_WRITTEN REQUEST_: Omit the images. Copy each entry word for word.

(Coordinate annotation records)
╔══

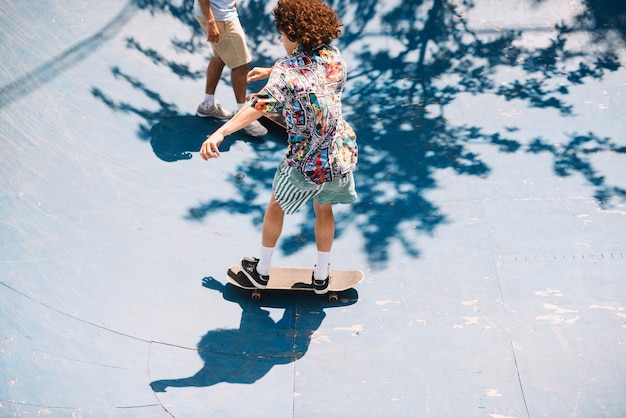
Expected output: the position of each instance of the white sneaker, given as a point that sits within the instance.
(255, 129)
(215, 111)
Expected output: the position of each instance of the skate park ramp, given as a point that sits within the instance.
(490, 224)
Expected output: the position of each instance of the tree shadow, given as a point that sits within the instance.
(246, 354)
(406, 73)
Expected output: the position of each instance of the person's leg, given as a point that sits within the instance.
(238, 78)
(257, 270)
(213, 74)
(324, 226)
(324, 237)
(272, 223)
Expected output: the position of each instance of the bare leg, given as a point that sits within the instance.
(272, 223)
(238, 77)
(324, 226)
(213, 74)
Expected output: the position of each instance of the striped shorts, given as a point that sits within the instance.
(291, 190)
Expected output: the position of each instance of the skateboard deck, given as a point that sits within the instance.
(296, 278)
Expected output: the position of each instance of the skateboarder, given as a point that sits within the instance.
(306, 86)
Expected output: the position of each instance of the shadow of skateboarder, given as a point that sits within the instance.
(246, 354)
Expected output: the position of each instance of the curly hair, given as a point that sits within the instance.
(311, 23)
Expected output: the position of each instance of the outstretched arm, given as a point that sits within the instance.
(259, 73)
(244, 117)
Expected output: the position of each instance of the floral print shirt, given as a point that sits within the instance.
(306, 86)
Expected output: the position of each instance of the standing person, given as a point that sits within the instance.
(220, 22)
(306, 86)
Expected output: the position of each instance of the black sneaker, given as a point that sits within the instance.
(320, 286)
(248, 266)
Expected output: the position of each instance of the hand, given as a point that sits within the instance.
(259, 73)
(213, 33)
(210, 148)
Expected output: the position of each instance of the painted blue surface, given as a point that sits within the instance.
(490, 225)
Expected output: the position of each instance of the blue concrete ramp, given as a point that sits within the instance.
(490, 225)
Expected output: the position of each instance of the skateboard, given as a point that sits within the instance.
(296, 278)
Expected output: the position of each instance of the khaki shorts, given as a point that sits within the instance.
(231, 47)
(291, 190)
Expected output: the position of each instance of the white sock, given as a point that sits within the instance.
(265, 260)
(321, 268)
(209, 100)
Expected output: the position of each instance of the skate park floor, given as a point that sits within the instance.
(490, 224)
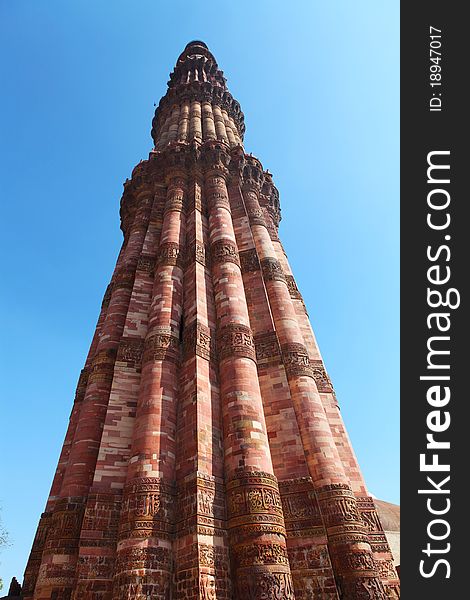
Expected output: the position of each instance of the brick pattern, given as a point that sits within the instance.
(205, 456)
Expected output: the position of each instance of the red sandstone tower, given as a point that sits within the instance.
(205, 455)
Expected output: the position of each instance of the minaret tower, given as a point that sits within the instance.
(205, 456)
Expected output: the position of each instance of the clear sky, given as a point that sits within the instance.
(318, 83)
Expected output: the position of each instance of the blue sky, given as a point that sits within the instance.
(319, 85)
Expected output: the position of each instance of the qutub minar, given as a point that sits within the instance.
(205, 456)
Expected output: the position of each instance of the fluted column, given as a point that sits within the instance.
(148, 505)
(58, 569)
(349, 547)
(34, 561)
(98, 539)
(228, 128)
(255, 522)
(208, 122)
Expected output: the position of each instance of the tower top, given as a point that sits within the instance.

╚══

_WRITTEN ANSWER_:
Expected output: the position of each instance of the white sneaker, given as a point that sits within the instance.
(255, 129)
(215, 111)
Expected output: the position of each instance of the skate park ramp, given as a point that sits within the instance.
(490, 224)
Expected output: the position of each instance of the tree shadow, given as a point that sits within the instance.
(246, 354)
(406, 73)
Expected output: the position of each instance of the person's leg, given as a point that sits within the instance.
(238, 78)
(257, 270)
(213, 74)
(324, 226)
(324, 237)
(272, 223)
Expected output: the position of each instance of the bare leg, given as a point that sits within the instance.
(272, 223)
(238, 77)
(324, 226)
(213, 74)
Expected output: the position of each instance of the striped shorts, given as a point that sits within the instance.
(291, 190)
Expected output: the position of each instance of the skateboard deck, given as a point that sits within the instance.
(296, 278)
Expected output: the position of each instance of the skateboarder, given as a point that sits within the instance.
(306, 86)
Expected output: the position of each instance of the shadow of skateboarder, given as a point that sits within the instance.
(246, 354)
Expected output: the position of each instance of the curly hair, given as a point that sits within the instance.
(311, 23)
Expected output: the position of each instance of the outstretched arm, given as a point that sits within the instance.
(259, 73)
(244, 117)
Expected output: the position of each instance of the floral print shirt, given as a point that sits within the instance.
(306, 86)
Expected output: the position of each instance of the standing person, given as a point that sits within the instance.
(220, 22)
(306, 86)
Expected output: the position of each instance of the black sneaker, given as a point that sits within the instance.
(320, 286)
(248, 266)
Expected output: the position of each instance of the hand, given as a point that sits within the instance.
(259, 73)
(213, 33)
(210, 148)
Expected output: the position of each instance of the painted blue surface, given as a point that sits within the instance.
(490, 225)
Expected output: the position of each instance of the blue concrete ramp, given as a point that sits within the instance.
(490, 225)
Expected output: the position of each instance of the skateboard, given as a point that sits within the instance.
(296, 278)
Expected output: the position of each instance of the khaki shorts, given as a point that sits within the instance.
(231, 47)
(291, 190)
Expected output: the position of each instance of the white sock, given as a point that sits within the instance.
(265, 260)
(321, 268)
(209, 100)
Expected output: the position of each instance of the skate park floor, given as a point that sits within the instance.
(490, 224)
Expected output: the position of each instance of the brick pattern, given as a point that sits within the instance.
(205, 456)
Expected output: the position of each instance of the red sandstone tower, given as a point that sits within the instance.
(205, 455)
Expected output: the position of each instance of the minaret tower, given as a point that sits within the instance.
(205, 456)
Expected output: the position of each instance of the clear sky, given as a point that sits within the instance.
(318, 83)
Expected output: the position of each instance of the blue sky, given as a point that sits within the instance.
(319, 85)
Expected output: the position of each instance of the qutub minar, given as a point that sits within the instance.
(205, 456)
Expected output: the position of each instance of the fluted column, given as a point that sits within the instance.
(148, 505)
(58, 569)
(349, 547)
(34, 561)
(98, 539)
(228, 128)
(255, 522)
(208, 122)
Expected output: the position of each instance of the tower top, given as a point that sits within the instance.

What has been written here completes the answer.